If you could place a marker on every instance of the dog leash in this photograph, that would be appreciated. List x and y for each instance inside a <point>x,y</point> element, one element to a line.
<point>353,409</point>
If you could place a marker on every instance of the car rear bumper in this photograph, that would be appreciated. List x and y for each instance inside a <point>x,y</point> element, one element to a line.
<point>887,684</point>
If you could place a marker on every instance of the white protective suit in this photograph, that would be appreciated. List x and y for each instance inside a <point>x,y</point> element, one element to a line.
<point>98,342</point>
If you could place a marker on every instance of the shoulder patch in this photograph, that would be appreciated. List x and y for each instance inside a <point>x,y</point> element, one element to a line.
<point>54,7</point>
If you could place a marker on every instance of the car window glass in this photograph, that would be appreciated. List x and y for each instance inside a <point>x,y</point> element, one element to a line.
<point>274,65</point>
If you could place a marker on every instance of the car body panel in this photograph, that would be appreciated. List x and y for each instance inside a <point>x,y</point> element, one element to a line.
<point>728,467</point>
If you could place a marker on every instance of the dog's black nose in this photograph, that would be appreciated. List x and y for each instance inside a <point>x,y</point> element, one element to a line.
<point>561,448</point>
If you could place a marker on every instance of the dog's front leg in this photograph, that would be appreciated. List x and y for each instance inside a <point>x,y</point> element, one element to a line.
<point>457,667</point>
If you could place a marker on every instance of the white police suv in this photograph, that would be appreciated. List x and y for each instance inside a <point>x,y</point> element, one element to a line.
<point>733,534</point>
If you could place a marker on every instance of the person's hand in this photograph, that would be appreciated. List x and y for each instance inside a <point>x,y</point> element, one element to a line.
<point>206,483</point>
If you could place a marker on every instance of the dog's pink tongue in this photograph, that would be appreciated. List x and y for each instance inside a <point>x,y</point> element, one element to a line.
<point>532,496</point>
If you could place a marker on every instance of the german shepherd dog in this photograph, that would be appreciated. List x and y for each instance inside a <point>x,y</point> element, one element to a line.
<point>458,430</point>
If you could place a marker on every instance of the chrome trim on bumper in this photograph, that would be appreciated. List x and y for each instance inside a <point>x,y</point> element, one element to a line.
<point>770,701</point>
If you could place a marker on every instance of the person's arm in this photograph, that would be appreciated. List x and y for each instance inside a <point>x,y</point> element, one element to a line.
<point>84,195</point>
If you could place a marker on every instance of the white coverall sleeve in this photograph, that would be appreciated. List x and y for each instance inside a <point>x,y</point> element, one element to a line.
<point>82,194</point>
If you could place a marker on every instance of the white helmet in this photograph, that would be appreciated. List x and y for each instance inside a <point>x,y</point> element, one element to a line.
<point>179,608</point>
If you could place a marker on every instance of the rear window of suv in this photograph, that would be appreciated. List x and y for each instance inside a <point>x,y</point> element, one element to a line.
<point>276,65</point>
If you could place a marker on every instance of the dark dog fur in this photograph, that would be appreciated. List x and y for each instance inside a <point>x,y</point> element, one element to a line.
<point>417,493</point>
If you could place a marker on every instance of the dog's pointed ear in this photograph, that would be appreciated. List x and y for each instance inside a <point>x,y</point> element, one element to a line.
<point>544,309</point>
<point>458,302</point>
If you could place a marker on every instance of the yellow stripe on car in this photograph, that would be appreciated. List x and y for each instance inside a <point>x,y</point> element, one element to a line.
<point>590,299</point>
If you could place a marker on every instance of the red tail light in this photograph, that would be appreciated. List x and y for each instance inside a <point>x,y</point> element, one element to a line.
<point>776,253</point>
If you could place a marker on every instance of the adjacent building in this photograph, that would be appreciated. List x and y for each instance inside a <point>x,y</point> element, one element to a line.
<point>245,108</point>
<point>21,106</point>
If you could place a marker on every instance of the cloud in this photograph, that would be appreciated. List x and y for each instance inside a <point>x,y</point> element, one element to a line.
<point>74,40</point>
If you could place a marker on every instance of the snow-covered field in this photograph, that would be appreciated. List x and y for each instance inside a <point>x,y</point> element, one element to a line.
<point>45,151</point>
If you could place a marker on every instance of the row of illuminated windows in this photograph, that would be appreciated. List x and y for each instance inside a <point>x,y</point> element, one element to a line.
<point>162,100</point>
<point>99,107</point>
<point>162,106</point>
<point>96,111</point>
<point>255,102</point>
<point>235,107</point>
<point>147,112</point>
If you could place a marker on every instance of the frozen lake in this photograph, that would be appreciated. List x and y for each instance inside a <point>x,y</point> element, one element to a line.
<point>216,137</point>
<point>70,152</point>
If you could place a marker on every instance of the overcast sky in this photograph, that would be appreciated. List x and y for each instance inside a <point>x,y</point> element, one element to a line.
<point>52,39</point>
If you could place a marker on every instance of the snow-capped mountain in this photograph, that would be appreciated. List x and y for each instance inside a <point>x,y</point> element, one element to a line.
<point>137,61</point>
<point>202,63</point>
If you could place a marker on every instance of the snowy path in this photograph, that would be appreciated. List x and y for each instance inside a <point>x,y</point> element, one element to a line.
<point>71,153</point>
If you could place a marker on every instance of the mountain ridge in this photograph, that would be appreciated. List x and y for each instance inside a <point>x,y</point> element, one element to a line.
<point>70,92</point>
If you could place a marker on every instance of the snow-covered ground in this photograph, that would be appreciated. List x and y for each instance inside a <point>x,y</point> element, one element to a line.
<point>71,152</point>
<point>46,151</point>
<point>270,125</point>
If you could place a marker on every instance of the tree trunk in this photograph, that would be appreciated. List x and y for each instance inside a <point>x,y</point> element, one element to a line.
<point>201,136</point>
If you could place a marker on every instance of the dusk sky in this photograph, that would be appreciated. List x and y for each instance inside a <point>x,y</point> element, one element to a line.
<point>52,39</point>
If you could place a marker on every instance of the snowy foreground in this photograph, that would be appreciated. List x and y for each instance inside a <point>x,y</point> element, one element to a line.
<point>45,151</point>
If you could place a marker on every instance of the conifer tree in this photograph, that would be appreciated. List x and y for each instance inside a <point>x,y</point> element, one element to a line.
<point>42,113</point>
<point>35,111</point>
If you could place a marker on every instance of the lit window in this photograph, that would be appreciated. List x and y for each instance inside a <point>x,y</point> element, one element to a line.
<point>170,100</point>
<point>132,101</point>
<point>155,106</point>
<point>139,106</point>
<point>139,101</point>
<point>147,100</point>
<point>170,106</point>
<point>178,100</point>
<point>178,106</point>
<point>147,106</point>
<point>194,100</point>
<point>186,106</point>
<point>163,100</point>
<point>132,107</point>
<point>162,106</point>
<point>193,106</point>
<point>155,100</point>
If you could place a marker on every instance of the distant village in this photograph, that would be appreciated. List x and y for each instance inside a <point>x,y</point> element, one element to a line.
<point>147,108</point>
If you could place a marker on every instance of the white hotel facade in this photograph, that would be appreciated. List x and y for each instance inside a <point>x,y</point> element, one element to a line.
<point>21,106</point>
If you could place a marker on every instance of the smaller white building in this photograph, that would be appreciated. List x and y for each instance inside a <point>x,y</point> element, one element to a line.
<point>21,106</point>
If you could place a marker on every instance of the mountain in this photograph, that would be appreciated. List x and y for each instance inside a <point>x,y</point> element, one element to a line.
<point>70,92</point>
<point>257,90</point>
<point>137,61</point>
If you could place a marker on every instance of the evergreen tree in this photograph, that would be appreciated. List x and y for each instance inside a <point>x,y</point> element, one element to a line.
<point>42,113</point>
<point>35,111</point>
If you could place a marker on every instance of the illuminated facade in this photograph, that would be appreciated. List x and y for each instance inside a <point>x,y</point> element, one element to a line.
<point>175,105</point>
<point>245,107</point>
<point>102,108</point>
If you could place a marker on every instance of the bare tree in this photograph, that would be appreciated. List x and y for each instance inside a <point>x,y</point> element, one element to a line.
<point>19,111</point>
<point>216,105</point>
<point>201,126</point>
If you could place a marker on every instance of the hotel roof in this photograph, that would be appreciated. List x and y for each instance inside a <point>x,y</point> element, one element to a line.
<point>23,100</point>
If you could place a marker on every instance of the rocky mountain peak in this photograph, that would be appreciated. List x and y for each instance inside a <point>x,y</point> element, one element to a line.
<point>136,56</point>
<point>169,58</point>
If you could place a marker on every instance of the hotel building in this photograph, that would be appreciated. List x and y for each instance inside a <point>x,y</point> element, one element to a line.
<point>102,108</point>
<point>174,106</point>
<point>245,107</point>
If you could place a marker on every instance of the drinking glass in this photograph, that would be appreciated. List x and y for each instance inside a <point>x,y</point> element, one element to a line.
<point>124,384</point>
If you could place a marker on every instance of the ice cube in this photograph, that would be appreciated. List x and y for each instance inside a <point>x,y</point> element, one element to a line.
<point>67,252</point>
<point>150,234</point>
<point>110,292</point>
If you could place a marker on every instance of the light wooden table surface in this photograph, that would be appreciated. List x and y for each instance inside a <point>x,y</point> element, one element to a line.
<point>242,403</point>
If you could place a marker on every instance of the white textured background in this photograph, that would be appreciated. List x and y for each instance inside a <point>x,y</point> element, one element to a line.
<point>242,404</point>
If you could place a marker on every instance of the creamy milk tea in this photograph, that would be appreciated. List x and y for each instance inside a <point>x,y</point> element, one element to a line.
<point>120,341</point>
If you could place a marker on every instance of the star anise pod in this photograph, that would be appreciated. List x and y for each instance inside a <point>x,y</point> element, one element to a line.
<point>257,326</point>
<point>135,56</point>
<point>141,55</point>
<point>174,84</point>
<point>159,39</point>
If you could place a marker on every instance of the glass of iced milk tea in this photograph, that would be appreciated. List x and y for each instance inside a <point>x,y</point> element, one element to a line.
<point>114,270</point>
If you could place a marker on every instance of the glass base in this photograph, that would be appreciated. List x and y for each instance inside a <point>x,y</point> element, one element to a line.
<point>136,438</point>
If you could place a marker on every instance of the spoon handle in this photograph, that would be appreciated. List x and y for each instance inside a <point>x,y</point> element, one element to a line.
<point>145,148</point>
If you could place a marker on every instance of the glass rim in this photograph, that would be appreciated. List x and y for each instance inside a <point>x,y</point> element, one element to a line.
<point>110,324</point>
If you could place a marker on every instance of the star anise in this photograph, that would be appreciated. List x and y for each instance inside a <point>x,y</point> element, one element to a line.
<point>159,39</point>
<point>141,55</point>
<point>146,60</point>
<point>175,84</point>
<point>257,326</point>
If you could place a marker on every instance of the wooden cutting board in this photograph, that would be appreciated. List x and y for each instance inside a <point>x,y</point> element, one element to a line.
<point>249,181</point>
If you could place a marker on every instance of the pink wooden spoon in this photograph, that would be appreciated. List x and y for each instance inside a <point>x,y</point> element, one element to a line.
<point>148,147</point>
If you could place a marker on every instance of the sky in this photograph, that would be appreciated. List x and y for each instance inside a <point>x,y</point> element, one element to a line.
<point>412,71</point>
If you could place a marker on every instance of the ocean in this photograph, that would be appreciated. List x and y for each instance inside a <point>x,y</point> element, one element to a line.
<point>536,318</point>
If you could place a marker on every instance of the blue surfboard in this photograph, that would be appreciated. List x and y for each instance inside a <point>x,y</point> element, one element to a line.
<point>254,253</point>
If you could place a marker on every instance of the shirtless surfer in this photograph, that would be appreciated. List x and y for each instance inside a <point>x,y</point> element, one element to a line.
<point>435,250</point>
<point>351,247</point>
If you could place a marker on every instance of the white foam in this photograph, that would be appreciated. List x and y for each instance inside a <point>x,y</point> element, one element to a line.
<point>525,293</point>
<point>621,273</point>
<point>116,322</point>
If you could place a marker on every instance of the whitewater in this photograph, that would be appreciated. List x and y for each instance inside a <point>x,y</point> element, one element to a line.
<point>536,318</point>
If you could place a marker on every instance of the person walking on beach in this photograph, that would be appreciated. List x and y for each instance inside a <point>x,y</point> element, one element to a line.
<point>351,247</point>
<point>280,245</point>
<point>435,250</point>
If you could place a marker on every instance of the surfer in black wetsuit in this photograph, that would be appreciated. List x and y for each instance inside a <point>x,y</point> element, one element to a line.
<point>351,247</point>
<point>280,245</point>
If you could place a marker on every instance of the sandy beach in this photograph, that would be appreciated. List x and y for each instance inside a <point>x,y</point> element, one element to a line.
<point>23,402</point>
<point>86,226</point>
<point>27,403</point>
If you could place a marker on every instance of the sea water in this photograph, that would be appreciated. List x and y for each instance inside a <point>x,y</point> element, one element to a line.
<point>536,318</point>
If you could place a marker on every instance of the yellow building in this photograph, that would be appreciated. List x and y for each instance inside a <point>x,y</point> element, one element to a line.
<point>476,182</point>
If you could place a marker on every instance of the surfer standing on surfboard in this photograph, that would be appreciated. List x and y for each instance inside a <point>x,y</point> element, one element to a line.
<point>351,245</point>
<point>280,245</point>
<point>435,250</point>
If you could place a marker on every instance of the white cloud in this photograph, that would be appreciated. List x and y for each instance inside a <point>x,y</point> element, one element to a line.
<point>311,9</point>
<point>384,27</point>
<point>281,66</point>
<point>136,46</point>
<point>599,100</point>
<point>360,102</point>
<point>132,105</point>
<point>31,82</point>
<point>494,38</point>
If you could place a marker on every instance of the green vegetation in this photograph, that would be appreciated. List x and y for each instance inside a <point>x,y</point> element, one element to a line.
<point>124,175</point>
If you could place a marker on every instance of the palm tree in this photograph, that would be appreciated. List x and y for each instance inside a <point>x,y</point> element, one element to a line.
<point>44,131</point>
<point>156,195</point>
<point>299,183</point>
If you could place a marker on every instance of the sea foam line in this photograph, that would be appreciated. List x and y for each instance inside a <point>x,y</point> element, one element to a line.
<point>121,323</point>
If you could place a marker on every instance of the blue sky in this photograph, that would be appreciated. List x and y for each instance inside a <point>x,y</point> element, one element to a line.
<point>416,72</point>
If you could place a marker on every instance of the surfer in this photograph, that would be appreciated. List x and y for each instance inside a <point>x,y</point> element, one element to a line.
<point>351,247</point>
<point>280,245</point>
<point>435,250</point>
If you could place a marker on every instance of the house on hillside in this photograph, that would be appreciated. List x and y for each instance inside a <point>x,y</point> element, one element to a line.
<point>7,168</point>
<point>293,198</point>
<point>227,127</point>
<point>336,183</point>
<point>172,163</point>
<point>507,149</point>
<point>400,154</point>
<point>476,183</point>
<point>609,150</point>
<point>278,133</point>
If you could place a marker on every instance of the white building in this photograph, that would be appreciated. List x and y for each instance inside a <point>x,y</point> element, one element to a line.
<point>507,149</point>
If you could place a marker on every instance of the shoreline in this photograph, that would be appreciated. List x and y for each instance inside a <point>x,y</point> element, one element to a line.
··········
* What to do *
Output the listing from the line containing "the white protective" to the line containing "<point>532,496</point>", both included, as a Markdown table with columns Number and Line. Leave out blank lines.

* Response to this exercise *
| Number | Line |
|---|---|
| 1 | If you could place a marker on every instance of the white protective suit in this photograph, that would be appreciated. List x and y for each instance inside a <point>x,y</point> element, one element to a line. |
| 2 | <point>98,342</point> |
| 3 | If you could place a marker on every instance of the shoulder patch in this photograph, that would be appreciated. List x and y for each instance inside a <point>x,y</point> element, one element to a line. |
| 4 | <point>54,7</point> |
| 5 | If you could place a marker on every instance of the car window glass in this photograph, that would be appreciated. List x and y for each instance inside a <point>x,y</point> element, one element to a line. |
| 6 | <point>274,65</point> |
| 7 | If you could place a marker on every instance of the car body panel in this photograph, that would be appreciated. List x and y for each instance inside a <point>x,y</point> element, one element to a line. |
| 8 | <point>728,467</point> |
| 9 | If you could place a marker on every instance of the dog's black nose in this photograph, that would be appreciated. List x and y for each instance inside a <point>x,y</point> element, one element to a line. |
| 10 | <point>561,448</point> |
| 11 | If you could place a marker on every instance of the dog's front leg in this photograph, that would be appreciated. List x and y for each instance inside a <point>x,y</point> element, one element to a line. |
| 12 | <point>457,667</point> |
| 13 | If you could place a marker on every instance of the white police suv in this photograph, that would be appreciated. List x and y for each instance inside a <point>x,y</point> element, one element to a line. |
| 14 | <point>733,534</point> |
| 15 | If you could place a marker on every instance of the person's hand in this photograph, that would be appreciated. List x and y for each instance inside a <point>x,y</point> element, one element to a line. |
| 16 | <point>206,483</point> |
| 17 | If you could place a marker on every instance of the dog's pink tongue in this photograph, that would be appreciated. List x and y for each instance inside a <point>x,y</point> element, one element to a line. |
| 18 | <point>532,496</point> |